§ LESETEXT:
Wir sind jedoch mit allen unseren Produkten in verschiedene Zertifizierungs- und Monitoringsysteme eingebunden. Fairtrade International ist eines davon, wir arbeiten aber auch mit Naturland Fair sowie IMO Fair For Life zusammen. So stellen wir u. a. sicher, dass wir in unseren Mischprodukten möglichst viele faire Zutaten verwenden, wie zum Beispiel in unseren Milchschokoladen mit Naturland Fair-zertifizierter Bio-Alpenmilch.

§ ANFORDERUNG 1:
Gib sämtliche Zeilen der Auflistung zurück, in denen die Zeichenfolge „post“ vorkommt.
Lesetext und Auflistung sind voneinander unabhängiges Material.

§ BEREITGESTELLTE DATEN:
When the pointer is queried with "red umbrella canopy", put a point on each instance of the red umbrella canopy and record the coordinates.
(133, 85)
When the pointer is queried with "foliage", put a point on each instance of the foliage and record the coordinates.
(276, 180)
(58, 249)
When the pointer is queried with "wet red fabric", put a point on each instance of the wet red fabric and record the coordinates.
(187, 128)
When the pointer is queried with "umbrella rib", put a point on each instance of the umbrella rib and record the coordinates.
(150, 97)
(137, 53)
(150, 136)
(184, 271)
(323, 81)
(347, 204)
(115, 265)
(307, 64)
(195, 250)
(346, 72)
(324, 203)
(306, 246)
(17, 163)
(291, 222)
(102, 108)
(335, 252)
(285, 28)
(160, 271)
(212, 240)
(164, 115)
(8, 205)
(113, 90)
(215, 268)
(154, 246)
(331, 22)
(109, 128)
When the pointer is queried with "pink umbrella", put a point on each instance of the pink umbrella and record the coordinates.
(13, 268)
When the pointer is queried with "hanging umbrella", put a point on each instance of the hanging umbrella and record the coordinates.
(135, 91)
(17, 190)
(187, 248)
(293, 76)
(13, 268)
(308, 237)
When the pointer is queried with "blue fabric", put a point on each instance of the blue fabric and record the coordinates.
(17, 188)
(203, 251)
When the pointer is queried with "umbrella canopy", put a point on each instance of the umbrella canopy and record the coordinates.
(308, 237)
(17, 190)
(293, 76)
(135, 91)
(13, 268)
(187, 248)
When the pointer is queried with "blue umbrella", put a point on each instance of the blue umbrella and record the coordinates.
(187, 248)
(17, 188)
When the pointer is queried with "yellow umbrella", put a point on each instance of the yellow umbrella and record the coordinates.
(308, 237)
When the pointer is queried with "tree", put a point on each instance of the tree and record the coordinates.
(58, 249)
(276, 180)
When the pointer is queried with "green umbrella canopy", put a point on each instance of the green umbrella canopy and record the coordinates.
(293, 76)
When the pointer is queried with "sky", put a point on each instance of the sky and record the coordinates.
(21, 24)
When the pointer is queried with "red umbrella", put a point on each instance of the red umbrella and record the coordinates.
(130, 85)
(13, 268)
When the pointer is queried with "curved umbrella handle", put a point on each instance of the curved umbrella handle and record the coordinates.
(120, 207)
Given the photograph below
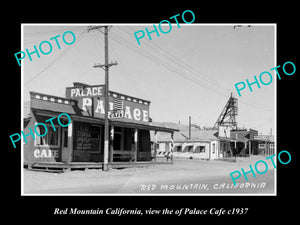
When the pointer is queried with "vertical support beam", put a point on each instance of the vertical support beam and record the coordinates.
(155, 144)
(172, 146)
(67, 152)
(70, 141)
(135, 144)
(122, 139)
(190, 127)
(250, 150)
(112, 135)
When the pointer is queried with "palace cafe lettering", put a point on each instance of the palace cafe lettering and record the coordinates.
(91, 100)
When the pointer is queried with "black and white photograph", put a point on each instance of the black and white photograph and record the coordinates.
(191, 109)
(150, 111)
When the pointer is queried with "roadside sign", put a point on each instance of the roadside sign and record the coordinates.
(114, 114)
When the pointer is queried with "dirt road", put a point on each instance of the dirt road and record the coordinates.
(185, 176)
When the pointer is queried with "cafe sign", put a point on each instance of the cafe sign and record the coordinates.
(91, 100)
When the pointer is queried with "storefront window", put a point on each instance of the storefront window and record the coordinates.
(51, 139)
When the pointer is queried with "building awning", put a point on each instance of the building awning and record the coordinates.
(52, 105)
(143, 126)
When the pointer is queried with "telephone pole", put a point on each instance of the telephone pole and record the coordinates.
(105, 66)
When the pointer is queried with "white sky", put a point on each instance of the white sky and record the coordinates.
(190, 71)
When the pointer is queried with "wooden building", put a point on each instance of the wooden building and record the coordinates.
(266, 144)
(82, 141)
(203, 144)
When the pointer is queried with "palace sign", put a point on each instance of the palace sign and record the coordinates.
(91, 100)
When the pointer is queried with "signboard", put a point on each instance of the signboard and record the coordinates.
(85, 91)
(113, 114)
(224, 131)
(262, 137)
(91, 100)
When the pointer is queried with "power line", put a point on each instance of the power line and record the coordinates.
(182, 65)
(53, 61)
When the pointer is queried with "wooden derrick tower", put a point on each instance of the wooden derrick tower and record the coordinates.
(227, 117)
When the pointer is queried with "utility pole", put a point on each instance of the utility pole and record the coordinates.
(105, 66)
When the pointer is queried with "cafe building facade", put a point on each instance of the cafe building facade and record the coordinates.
(82, 141)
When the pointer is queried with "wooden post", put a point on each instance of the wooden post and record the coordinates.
(69, 155)
(155, 144)
(135, 144)
(112, 131)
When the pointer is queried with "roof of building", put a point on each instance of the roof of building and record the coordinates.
(54, 104)
(182, 136)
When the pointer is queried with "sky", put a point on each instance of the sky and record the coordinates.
(190, 71)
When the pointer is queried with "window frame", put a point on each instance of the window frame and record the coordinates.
(49, 127)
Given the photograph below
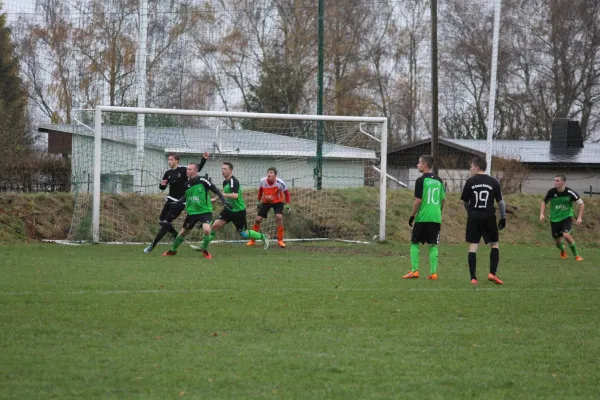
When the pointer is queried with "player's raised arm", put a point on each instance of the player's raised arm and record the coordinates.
(286, 194)
(203, 160)
(215, 190)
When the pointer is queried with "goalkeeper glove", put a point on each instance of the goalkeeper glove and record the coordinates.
(502, 224)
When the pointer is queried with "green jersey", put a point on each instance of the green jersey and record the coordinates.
(232, 185)
(197, 198)
(430, 189)
(561, 203)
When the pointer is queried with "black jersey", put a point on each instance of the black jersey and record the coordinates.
(176, 179)
(480, 191)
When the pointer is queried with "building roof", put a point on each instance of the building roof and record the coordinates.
(226, 141)
(526, 151)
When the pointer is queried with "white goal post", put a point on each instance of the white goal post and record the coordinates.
(380, 169)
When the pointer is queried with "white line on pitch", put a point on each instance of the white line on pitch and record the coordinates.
(224, 290)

§ ANFORDERUNG 2:
Mit welchen Partnern außer Fairtrade International wird laut Lesetext ebenfalls zusammengearbeitet?

§ SCHRIFTLICHE LÖSUNG 1:
When the pointer is queried with "wooden post", put a point on each instance of the wooden post and record the coordinates.
When the pointer is queried with "white goal post", put a point on each instance of the white goal post and record the coordinates.

§ SCHRIFTLICHE LÖSUNG 2:
Mit Naturland Fair sowie IMO Fair For Life.